▶ **SHORT PROBLEM**
Output the lines of the entries as a JSON list of strings, one string per line. Start at the line that contains "soccer ball, which", end at the last line of the entries, and leave out the pictures and any blank lines.

▶ **Items from a dataset**

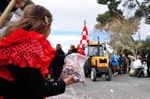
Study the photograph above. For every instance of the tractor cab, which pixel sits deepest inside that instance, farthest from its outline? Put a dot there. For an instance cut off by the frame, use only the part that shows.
(98, 60)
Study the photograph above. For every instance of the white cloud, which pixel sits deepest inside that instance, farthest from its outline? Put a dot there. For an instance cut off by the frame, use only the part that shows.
(64, 40)
(70, 14)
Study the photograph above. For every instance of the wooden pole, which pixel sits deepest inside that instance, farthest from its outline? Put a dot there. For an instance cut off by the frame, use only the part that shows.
(6, 13)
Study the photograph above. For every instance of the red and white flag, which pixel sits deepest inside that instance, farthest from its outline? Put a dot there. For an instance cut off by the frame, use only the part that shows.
(84, 40)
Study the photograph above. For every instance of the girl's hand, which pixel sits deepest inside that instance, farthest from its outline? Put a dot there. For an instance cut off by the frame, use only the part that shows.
(70, 80)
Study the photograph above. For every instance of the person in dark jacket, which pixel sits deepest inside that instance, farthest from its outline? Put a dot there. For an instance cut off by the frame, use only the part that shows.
(25, 55)
(57, 65)
(148, 65)
(72, 49)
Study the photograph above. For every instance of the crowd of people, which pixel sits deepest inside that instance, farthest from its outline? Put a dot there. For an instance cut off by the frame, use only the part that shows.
(121, 64)
(27, 58)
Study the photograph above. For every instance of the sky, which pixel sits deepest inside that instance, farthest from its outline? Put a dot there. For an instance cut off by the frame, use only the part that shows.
(69, 16)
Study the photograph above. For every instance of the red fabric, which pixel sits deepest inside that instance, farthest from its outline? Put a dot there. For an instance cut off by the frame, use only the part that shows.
(25, 49)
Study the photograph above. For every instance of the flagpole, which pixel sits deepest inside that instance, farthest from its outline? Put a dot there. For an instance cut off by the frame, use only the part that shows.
(84, 22)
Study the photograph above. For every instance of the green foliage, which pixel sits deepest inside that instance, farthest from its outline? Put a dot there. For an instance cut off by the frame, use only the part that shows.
(113, 11)
(102, 1)
(104, 17)
(113, 6)
(145, 48)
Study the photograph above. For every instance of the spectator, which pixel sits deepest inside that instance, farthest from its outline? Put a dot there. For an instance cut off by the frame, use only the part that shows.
(124, 64)
(25, 57)
(72, 49)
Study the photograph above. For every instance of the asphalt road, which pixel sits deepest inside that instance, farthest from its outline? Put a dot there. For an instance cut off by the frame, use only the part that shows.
(123, 87)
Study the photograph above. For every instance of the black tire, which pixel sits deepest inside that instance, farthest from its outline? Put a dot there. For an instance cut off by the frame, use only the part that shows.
(93, 74)
(108, 75)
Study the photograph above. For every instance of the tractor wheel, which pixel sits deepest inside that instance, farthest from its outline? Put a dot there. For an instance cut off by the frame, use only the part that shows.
(93, 74)
(108, 75)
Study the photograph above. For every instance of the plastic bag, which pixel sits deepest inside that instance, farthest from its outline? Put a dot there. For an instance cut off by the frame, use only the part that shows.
(74, 66)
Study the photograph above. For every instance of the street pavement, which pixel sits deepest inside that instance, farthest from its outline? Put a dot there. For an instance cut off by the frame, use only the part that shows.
(122, 87)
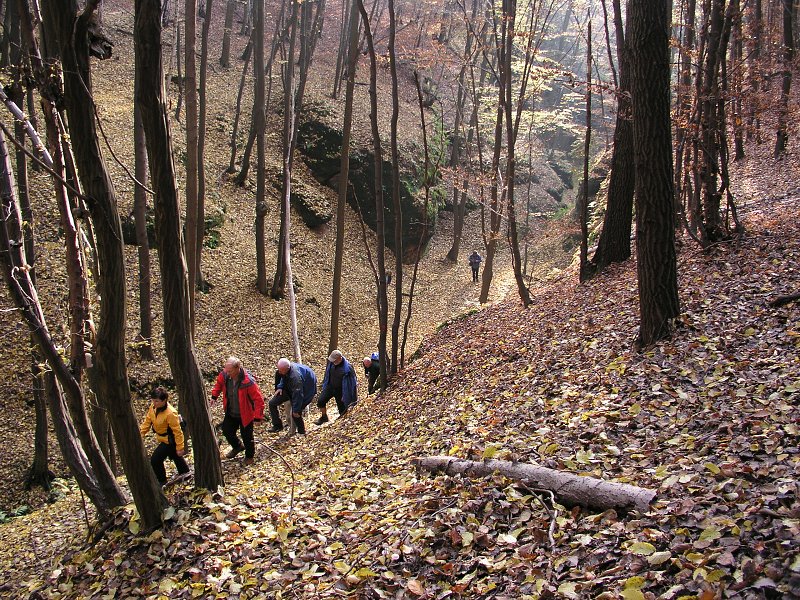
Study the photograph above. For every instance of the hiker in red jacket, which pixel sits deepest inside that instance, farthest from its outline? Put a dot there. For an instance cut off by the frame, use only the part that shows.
(243, 405)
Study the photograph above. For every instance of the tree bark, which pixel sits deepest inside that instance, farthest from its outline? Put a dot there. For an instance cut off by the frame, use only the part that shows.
(652, 148)
(614, 244)
(344, 175)
(192, 203)
(112, 378)
(569, 488)
(177, 330)
(145, 337)
(382, 301)
(225, 57)
(23, 293)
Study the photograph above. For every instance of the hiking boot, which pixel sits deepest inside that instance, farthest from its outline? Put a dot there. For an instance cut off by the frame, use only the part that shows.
(234, 451)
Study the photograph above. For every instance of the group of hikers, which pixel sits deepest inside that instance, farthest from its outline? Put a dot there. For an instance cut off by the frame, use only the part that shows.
(243, 402)
(243, 405)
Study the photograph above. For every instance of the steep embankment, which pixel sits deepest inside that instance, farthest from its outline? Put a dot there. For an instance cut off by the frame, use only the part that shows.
(709, 419)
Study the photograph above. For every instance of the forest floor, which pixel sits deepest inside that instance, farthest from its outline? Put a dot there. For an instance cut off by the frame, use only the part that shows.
(709, 419)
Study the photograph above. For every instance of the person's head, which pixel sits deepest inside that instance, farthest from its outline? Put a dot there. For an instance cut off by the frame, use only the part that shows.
(283, 365)
(159, 397)
(336, 357)
(233, 367)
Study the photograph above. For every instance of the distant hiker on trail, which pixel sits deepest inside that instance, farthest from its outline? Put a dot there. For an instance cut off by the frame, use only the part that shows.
(243, 405)
(475, 262)
(372, 370)
(165, 422)
(298, 385)
(339, 383)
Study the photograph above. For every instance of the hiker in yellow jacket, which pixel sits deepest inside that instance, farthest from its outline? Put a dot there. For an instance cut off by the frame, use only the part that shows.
(165, 422)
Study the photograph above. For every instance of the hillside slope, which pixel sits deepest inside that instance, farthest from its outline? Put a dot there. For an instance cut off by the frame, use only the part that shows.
(709, 419)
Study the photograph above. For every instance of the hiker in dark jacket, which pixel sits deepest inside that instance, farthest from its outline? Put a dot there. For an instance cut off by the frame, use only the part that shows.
(475, 263)
(298, 385)
(165, 422)
(243, 405)
(372, 370)
(339, 383)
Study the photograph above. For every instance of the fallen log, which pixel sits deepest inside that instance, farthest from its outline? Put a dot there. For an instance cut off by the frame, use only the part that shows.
(570, 489)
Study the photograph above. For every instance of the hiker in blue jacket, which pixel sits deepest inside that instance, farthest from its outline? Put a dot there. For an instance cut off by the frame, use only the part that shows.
(298, 385)
(339, 383)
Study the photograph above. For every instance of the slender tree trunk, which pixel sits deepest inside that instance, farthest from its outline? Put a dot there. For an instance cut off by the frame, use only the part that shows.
(344, 175)
(782, 136)
(144, 339)
(259, 121)
(396, 206)
(225, 57)
(23, 293)
(279, 280)
(198, 282)
(177, 329)
(192, 163)
(585, 271)
(383, 304)
(655, 237)
(237, 116)
(113, 391)
(614, 244)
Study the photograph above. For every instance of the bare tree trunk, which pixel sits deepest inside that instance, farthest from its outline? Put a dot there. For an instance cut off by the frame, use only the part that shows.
(69, 377)
(655, 231)
(569, 488)
(614, 244)
(23, 293)
(248, 51)
(192, 202)
(383, 304)
(198, 283)
(177, 329)
(259, 122)
(344, 175)
(782, 135)
(225, 57)
(111, 362)
(144, 339)
(396, 206)
(585, 270)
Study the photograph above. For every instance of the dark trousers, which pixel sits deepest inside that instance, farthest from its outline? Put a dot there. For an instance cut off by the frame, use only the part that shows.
(274, 403)
(230, 426)
(326, 394)
(162, 453)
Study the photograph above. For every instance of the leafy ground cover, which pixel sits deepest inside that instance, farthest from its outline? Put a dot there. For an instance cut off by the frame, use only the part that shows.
(709, 419)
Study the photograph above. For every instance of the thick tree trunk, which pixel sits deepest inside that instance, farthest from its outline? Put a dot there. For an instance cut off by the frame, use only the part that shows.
(652, 147)
(177, 331)
(568, 488)
(113, 391)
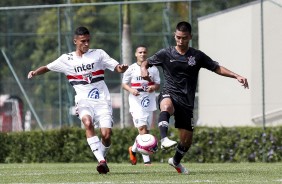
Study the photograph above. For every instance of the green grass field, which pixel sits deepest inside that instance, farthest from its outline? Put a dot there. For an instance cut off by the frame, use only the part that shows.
(157, 173)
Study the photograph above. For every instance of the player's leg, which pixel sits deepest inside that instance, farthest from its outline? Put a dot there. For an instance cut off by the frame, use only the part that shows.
(167, 109)
(105, 124)
(104, 121)
(140, 120)
(185, 126)
(86, 115)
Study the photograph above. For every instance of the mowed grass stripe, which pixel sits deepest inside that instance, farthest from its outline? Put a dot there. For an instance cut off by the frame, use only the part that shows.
(126, 173)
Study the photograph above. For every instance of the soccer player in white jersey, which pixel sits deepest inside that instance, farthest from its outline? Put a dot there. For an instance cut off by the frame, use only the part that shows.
(142, 98)
(84, 69)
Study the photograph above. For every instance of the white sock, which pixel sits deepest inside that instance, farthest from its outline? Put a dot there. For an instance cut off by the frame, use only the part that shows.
(104, 149)
(146, 158)
(94, 144)
(134, 147)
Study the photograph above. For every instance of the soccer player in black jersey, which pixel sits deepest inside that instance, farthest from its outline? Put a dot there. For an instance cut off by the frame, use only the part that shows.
(181, 65)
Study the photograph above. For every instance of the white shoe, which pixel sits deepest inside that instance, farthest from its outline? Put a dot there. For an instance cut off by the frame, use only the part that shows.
(179, 168)
(166, 143)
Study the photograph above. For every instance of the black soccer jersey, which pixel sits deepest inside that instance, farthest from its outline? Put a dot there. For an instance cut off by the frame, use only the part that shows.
(181, 72)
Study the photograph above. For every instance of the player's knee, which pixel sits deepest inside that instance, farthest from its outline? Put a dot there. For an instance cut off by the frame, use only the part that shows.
(87, 122)
(106, 134)
(143, 130)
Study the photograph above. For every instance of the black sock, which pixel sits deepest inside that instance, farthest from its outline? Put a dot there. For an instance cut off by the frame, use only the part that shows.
(179, 154)
(163, 123)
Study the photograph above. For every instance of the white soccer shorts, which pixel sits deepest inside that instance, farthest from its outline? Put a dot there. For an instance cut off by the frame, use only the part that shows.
(100, 111)
(141, 118)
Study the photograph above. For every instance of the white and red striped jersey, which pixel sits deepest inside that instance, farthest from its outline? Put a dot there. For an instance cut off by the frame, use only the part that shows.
(86, 73)
(145, 101)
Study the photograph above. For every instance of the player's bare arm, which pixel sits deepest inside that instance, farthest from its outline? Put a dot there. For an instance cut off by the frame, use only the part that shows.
(144, 70)
(121, 68)
(153, 88)
(39, 71)
(130, 90)
(227, 73)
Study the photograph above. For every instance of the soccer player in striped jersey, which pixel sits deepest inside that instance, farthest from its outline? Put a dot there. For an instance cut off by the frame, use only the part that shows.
(181, 65)
(84, 69)
(142, 98)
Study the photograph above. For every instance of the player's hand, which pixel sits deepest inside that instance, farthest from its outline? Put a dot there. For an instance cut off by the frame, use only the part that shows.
(30, 74)
(122, 68)
(135, 92)
(150, 89)
(145, 74)
(243, 81)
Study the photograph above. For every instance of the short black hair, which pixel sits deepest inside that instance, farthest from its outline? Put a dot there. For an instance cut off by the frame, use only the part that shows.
(81, 31)
(141, 45)
(184, 27)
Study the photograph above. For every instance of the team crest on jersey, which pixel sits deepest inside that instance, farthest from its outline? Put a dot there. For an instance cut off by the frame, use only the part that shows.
(94, 93)
(144, 86)
(191, 61)
(87, 77)
(145, 102)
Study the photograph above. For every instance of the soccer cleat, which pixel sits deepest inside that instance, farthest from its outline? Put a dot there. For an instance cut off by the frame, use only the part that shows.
(148, 164)
(132, 156)
(179, 168)
(166, 143)
(102, 167)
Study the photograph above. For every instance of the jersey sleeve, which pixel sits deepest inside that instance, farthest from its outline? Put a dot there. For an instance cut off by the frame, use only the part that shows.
(109, 62)
(127, 75)
(208, 63)
(58, 65)
(156, 75)
(157, 59)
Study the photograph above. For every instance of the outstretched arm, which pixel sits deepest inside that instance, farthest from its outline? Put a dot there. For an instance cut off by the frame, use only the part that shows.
(227, 73)
(38, 71)
(121, 68)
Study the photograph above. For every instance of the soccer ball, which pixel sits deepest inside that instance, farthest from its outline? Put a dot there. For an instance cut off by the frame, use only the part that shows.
(147, 144)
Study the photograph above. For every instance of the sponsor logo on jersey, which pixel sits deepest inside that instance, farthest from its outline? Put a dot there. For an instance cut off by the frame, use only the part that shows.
(145, 102)
(83, 67)
(144, 86)
(94, 93)
(165, 95)
(87, 77)
(191, 61)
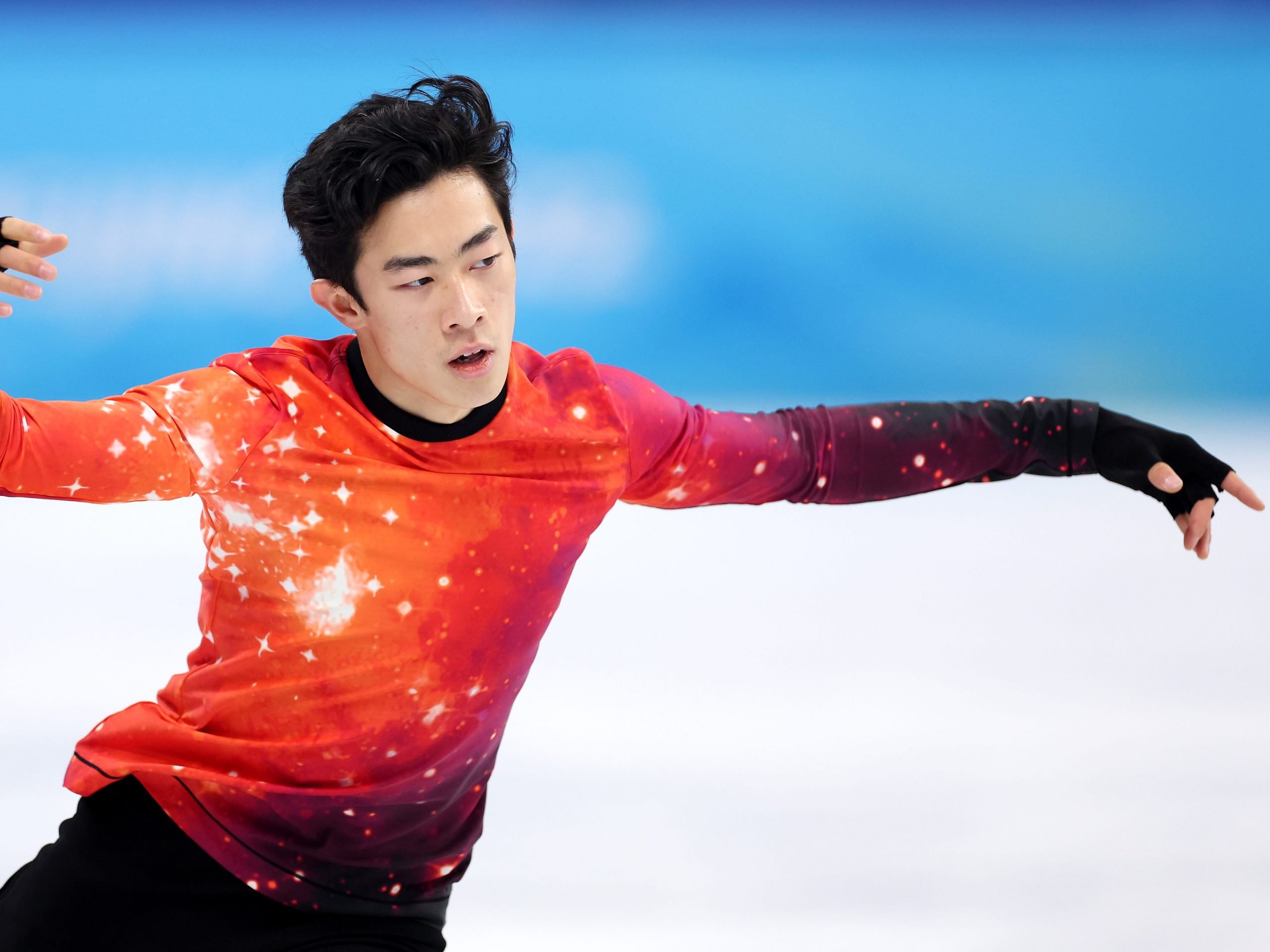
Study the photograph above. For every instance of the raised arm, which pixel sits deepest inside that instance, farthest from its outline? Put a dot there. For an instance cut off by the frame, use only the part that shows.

▶ **RESULT**
[
  "Study the photograph above. For every instance of the soccer ball, which pixel sits deepest inside that instance, farthest from its outline? Put a dot there. For an instance cut off by the frame, use only the part that shows.",
  "(147, 144)",
  "Study the photograph above. For every instance of the sponsor logo on jersey, which pixel sits deepest inside that instance, farthest from its outline? Put a dot there. For an instance cut off by the frame, use only the part that shows.",
  "(145, 102)",
  "(83, 67)",
  "(144, 86)",
  "(94, 93)",
  "(165, 95)",
  "(87, 77)",
  "(191, 61)",
  "Study the photograph above. For every instance of the raised arm, which pixel sits deepest inside that instance, farthest from its outline? Put a dot there. For an instance cut off by the frame, use only the part that shows."
]